GIVEN INSTRUCTION →
Identify every line in the rows below that contains the word "white", and copy each of those lines.

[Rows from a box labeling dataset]
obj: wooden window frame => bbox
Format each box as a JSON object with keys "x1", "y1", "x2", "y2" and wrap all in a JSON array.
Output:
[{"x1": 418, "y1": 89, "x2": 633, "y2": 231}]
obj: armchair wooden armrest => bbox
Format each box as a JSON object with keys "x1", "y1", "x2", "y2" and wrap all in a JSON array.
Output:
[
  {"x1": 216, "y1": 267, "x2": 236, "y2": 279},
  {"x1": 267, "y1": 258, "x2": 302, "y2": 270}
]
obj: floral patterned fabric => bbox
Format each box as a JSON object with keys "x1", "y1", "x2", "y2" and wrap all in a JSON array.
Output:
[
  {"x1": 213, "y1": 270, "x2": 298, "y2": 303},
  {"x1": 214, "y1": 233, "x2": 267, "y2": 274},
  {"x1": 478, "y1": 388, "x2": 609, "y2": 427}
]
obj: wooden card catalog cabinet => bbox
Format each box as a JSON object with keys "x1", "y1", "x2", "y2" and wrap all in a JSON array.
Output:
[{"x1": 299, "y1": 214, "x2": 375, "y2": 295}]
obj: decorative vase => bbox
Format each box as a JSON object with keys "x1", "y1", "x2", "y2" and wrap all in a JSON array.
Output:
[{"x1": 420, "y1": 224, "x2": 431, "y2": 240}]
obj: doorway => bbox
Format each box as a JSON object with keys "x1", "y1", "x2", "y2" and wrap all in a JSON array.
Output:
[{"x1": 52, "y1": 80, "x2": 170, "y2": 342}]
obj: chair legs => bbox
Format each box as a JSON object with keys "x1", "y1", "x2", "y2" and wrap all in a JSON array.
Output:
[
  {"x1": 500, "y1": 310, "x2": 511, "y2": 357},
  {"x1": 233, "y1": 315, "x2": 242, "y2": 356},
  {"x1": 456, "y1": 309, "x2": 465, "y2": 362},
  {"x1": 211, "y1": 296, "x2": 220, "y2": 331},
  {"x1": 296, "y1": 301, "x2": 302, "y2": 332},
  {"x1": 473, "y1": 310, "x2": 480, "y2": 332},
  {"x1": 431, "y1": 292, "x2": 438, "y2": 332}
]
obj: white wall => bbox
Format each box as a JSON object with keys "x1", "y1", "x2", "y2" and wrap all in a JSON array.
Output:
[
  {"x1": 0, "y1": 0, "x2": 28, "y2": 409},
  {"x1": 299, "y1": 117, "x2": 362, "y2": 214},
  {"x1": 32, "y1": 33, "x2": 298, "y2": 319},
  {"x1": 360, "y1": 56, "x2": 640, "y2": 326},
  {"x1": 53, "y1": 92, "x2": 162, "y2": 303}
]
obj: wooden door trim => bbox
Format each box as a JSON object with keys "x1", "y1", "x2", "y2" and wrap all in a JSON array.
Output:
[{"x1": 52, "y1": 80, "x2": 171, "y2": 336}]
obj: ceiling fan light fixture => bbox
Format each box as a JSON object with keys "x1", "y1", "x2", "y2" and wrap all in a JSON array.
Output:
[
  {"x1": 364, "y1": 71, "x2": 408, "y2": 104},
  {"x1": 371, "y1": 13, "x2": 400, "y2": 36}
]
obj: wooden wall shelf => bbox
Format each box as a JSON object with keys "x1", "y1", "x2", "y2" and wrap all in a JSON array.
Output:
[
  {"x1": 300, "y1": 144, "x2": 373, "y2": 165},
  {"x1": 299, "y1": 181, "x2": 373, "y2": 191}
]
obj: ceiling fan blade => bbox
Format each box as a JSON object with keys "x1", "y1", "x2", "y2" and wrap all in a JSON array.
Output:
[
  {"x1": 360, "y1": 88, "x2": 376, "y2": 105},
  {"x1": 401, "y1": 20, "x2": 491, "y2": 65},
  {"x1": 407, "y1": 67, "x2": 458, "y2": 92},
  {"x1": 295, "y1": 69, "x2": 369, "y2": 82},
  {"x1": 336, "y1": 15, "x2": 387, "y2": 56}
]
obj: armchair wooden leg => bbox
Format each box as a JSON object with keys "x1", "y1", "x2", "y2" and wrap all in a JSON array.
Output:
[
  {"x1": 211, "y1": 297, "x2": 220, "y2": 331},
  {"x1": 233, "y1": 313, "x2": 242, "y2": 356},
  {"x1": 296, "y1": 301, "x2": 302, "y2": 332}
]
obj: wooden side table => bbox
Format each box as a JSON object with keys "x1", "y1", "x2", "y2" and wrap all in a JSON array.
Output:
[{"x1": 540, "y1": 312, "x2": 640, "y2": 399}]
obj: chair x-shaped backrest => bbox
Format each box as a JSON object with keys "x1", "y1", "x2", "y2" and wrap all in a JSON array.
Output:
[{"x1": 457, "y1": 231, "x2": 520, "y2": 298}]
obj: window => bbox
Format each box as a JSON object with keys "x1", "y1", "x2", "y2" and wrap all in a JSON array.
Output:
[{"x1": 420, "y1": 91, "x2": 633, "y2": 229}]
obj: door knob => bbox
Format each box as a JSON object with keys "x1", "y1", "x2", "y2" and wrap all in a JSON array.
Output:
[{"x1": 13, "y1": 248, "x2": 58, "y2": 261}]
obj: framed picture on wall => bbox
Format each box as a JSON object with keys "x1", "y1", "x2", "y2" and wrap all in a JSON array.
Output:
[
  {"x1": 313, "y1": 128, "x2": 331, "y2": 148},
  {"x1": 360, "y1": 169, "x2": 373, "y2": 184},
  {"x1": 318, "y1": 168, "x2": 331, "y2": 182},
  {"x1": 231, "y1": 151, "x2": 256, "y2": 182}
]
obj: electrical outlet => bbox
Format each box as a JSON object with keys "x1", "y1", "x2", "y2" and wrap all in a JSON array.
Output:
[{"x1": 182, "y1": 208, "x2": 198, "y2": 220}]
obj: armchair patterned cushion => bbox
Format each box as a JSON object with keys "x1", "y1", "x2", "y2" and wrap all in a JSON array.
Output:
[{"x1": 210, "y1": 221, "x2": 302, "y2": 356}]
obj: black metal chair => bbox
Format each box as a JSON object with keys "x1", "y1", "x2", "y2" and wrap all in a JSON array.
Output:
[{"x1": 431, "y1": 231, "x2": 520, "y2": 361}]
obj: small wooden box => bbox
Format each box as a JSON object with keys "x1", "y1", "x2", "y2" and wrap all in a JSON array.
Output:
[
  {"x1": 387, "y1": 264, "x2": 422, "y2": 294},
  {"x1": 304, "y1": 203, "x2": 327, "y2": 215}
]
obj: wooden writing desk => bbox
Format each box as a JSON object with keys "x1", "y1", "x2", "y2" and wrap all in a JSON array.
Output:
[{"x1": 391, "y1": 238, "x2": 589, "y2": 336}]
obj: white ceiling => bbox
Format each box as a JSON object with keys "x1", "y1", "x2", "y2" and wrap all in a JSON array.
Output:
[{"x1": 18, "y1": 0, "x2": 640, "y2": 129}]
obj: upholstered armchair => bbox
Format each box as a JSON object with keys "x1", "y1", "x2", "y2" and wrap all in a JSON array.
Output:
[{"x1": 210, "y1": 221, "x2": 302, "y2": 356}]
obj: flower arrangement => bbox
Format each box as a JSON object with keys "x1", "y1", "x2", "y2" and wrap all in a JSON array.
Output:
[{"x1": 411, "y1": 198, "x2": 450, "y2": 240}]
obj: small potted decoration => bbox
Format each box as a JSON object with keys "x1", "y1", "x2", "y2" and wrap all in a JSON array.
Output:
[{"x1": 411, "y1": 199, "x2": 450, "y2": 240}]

WRITTEN REPLY →
obj: white wall => bbox
obj: white ceiling => bbox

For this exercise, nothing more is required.